'''

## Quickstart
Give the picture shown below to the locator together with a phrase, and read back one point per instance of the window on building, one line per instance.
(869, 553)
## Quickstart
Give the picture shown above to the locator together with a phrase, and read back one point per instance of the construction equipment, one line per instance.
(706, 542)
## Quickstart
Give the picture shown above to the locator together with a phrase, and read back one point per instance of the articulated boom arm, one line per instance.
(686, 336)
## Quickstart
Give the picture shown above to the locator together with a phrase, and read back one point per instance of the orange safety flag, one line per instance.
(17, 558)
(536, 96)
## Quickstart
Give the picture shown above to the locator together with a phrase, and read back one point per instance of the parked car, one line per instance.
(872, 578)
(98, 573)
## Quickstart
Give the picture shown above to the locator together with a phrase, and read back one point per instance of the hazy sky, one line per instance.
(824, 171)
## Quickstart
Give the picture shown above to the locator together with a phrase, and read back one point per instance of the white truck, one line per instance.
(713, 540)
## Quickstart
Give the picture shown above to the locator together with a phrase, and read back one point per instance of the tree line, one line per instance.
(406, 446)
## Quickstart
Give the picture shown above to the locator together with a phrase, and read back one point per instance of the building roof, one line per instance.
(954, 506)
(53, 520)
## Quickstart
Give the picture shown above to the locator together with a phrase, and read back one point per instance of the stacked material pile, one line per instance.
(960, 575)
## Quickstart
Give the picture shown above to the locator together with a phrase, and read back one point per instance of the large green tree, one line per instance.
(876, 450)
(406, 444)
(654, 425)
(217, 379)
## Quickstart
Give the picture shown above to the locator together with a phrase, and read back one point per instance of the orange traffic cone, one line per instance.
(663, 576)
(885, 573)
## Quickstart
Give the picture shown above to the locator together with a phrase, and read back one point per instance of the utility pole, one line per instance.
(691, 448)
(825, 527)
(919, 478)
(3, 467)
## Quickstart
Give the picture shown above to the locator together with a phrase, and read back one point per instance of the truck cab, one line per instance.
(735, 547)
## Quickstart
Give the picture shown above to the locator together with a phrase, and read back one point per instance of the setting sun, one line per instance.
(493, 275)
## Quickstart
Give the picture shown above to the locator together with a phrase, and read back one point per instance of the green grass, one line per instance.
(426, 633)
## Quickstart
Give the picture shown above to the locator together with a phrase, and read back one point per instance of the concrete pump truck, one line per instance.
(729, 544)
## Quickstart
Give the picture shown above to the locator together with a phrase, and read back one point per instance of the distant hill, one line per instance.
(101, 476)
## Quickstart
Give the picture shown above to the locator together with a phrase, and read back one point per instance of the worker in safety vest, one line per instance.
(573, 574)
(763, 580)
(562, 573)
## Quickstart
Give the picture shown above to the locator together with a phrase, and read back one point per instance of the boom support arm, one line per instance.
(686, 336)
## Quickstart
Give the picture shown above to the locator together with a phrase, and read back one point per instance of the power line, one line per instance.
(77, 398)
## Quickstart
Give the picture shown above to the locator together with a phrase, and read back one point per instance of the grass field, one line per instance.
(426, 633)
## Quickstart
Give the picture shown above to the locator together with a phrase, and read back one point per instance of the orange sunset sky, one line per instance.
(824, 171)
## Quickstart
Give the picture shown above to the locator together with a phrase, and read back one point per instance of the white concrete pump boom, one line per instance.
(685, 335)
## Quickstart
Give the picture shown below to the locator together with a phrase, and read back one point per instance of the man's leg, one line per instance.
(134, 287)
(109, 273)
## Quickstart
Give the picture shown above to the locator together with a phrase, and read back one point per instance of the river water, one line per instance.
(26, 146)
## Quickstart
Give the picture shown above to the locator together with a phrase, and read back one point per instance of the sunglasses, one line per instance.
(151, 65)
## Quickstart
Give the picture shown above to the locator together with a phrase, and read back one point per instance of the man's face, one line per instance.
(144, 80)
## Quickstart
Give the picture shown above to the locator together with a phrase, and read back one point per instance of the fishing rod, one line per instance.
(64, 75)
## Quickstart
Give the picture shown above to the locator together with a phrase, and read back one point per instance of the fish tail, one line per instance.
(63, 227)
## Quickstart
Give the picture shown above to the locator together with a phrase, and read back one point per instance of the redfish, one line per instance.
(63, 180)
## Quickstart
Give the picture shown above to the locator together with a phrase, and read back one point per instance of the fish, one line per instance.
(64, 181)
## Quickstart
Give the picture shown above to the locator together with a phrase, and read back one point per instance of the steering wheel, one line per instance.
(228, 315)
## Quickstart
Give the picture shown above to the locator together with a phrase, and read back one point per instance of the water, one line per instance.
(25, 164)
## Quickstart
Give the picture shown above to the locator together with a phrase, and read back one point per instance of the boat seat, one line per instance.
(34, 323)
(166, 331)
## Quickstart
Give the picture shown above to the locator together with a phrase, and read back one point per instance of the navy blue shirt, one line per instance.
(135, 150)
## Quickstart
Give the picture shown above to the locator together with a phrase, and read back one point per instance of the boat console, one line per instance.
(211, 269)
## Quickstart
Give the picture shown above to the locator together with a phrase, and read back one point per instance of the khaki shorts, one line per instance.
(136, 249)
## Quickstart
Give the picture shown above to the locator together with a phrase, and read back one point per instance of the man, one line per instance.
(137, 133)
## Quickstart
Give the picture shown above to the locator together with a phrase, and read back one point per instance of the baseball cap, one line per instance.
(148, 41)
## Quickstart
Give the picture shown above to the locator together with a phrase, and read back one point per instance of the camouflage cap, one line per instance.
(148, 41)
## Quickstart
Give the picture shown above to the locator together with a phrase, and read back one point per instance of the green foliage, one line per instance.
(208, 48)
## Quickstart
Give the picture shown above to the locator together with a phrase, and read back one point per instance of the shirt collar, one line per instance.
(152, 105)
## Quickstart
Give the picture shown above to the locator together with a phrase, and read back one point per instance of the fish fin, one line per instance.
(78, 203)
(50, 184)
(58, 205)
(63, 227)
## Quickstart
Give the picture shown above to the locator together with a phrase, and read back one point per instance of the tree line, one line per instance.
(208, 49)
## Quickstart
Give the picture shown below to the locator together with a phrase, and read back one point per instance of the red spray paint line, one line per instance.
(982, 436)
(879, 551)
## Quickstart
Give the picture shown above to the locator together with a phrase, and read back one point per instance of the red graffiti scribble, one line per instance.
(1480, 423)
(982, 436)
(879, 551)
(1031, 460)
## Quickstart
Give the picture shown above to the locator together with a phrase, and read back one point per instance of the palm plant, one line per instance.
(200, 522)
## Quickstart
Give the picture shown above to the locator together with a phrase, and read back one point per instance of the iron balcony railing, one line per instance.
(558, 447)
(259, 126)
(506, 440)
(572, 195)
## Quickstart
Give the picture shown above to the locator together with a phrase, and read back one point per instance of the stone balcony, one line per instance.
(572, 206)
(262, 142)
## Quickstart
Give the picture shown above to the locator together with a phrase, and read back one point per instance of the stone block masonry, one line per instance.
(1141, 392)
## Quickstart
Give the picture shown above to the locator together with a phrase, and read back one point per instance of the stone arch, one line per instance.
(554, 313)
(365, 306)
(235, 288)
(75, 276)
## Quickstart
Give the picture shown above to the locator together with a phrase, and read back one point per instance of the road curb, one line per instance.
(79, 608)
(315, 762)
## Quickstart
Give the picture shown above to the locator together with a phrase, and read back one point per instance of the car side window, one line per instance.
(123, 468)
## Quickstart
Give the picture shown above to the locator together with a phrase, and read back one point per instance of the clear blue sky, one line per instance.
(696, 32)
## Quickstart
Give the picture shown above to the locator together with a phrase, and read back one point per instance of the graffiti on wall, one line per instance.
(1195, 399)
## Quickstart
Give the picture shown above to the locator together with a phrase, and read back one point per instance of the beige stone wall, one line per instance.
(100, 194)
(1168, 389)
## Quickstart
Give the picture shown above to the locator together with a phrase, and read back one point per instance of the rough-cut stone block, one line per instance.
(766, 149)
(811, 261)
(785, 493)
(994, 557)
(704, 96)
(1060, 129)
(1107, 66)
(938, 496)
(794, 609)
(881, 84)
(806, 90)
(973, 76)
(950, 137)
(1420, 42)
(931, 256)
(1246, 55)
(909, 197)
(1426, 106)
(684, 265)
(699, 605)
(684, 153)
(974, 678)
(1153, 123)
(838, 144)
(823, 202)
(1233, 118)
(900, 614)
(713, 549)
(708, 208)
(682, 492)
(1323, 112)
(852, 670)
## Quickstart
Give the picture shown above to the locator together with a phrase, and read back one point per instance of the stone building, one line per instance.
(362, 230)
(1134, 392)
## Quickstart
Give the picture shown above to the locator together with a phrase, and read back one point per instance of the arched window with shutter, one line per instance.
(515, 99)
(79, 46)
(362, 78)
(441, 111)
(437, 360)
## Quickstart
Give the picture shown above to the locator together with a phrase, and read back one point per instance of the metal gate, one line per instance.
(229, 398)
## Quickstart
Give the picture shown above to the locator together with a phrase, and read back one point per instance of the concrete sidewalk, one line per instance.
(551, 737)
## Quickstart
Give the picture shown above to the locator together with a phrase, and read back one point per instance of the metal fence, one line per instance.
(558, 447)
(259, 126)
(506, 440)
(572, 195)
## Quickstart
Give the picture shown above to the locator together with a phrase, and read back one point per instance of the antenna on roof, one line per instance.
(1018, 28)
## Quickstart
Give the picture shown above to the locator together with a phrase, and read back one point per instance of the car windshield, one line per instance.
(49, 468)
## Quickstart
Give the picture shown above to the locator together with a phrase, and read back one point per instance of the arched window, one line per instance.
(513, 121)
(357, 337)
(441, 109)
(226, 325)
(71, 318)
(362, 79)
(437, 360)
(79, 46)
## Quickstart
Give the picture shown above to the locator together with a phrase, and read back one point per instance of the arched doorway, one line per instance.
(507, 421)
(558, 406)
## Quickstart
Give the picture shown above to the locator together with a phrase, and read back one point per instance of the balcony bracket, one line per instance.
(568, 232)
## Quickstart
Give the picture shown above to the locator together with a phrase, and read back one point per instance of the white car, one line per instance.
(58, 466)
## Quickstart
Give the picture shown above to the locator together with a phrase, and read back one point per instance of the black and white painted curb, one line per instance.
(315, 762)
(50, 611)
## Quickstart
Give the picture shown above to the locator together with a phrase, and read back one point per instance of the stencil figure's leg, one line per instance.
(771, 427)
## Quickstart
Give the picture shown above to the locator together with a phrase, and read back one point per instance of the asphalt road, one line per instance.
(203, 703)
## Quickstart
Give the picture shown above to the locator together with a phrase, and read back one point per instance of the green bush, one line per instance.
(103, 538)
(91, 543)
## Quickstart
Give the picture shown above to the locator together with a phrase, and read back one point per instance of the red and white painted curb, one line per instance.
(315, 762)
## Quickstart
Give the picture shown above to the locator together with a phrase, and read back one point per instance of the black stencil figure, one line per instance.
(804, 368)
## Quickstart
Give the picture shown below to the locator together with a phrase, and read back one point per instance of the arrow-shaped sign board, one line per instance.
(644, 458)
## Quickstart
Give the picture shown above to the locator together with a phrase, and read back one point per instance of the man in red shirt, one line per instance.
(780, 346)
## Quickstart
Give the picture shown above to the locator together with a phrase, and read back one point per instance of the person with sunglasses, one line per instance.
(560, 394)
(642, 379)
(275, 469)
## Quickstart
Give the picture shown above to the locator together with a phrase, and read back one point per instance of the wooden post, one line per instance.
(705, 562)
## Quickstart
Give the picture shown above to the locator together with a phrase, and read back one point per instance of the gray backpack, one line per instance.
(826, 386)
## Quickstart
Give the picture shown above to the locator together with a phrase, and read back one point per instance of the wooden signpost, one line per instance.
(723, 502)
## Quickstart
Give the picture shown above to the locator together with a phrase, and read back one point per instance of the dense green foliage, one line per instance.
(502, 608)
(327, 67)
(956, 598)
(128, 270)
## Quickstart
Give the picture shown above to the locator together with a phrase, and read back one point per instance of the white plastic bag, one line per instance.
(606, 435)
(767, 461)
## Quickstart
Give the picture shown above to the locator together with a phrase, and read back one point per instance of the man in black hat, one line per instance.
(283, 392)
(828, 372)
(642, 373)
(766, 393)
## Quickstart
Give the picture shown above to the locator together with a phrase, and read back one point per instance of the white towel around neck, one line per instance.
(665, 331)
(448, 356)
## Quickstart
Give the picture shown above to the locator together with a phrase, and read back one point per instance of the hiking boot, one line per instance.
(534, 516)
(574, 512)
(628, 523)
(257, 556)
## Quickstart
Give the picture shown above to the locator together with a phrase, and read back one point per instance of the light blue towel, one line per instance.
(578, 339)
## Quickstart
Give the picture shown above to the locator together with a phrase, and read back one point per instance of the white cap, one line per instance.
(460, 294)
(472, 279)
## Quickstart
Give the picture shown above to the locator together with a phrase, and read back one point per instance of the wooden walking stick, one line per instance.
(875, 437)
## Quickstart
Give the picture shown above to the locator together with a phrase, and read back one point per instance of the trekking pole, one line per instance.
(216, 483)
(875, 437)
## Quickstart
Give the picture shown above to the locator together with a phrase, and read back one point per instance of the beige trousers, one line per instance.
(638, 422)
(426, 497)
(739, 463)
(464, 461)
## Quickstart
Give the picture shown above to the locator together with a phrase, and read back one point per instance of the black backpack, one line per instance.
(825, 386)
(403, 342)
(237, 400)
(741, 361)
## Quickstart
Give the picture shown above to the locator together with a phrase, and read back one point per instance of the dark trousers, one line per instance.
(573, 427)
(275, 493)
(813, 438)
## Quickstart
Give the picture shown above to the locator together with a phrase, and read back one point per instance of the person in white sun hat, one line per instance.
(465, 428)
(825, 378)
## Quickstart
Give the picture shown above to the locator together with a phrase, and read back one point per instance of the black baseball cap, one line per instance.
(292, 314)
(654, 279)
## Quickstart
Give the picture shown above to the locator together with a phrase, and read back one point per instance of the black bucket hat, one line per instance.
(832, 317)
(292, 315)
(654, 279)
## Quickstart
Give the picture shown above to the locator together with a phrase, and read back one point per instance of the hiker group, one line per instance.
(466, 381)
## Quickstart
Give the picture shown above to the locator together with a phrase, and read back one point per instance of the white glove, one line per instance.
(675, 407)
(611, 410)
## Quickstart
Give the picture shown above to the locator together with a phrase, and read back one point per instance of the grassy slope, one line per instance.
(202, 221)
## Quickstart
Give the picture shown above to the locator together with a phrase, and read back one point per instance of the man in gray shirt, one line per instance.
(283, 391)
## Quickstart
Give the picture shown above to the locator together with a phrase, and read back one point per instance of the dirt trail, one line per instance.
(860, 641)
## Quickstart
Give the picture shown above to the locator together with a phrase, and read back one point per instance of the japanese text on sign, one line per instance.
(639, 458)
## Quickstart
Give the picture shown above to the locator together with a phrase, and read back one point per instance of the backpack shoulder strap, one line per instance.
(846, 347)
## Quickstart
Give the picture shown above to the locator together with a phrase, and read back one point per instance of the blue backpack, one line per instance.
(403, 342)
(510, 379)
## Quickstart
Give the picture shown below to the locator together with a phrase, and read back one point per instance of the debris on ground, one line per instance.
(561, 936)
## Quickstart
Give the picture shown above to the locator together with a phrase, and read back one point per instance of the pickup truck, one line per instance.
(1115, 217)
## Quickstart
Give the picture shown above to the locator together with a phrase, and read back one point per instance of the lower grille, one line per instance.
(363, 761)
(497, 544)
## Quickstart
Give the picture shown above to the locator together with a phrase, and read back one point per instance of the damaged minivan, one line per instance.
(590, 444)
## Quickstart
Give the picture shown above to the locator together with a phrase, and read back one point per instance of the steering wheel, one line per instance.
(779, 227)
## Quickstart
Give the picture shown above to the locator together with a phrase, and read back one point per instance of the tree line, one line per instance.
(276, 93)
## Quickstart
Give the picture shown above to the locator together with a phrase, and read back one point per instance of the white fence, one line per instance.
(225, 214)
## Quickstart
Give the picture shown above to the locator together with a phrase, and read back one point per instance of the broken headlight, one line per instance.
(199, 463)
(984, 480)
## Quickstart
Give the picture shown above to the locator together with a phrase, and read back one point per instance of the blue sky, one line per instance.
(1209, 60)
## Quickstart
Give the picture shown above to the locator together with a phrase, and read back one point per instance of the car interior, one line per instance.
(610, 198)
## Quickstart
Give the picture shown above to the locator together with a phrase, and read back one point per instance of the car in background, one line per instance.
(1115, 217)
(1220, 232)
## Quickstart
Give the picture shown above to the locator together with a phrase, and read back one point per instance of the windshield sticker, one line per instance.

'''

Aim of the task
List every line in the data above that contains the word "boat".

Finished exercise
Give the picture shown above to the locator together with a phrase, and read back one point per instance of the boat seat, one line per instance.
Give the picture shown above to the locator together with a phrase, and read back one point per instance of the boat console, one line per instance.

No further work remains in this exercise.